§ EXTRAIT DU TEXTE:
▽

Après Dennis Rodman (considéré lui aussi comme un paria par la ligue), Allen Iverson a été un instigateur du mouvement des tatouages en NBA. Aujourd’hui, plus personne ne réagit devant le corps couvert de dessin de LeBron ou celui de Melo. Les tatoos sont entrés dans les mœurs, et AI a permis de les démocratiser. Car en les arborant fièrement sur les parquets, il a forcé une ligue conservative à accepter son apparence.
Iverson a imposé son apparence en cultivant sa différence et son rejet de l’autorité. Maintenant, de nombreux joueurs se coiffent avec des tresses, alors que ce n’était pas la norme il y a une quinzaine d’années. En dehors de Latrell Sprewell, The Answer était un des rares joueurs à exhiber ce style capillaire. Cela faisait partie du personnage, hip hop et provocateur de la tête aux pieds, des habits à la coiffure.

△

§ OBJECTIF ÉNONCÉ 1: Recopiez fidèlement le passage de l'extrait sur Allen Iverson, depuis « Iverson a imposé » jusqu'à « à la coiffure. » inclus.

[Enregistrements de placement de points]
▽

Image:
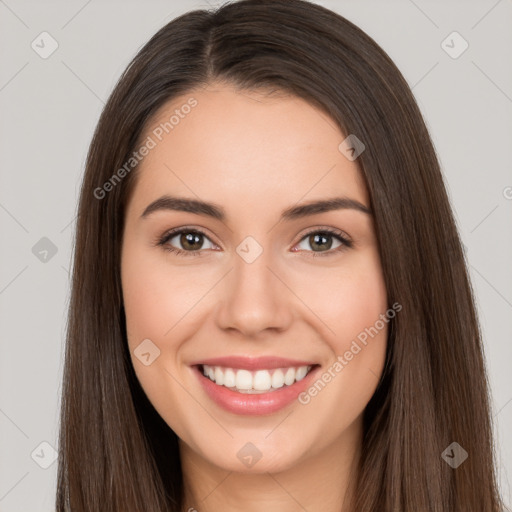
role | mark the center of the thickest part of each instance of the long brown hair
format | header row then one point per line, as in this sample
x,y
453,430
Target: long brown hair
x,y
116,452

△
▽

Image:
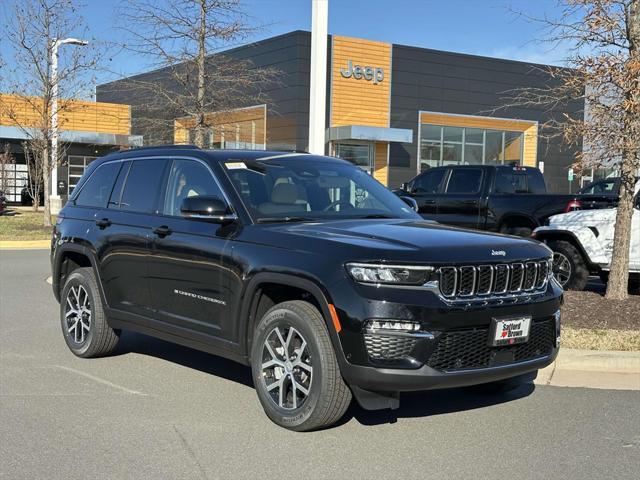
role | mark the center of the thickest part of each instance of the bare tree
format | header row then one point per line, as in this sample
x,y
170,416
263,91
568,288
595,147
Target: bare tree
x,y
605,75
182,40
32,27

△

§ OBJECTIF ÉNONCÉ 2: Indiquez combien de lignes des enregistrements contiennent la chaîne « each », en ne donnant que ce nombre.

§ RÉPONSE COMPLÈTE 1:
Iverson a imposé son apparence en cultivant sa différence et son rejet de l’autorité. Maintenant, de nombreux joueurs se coiffent avec des tresses, alors que ce n’était pas la norme il y a une quinzaine d’années. En dehors de Latrell Sprewell, The Answer était un des rares joueurs à exhiber ce style capillaire. Cela faisait partie du personnage, hip hop et provocateur de la tête aux pieds, des habits à la coiffure.

§ RÉPONSE COMPLÈTE 2: 2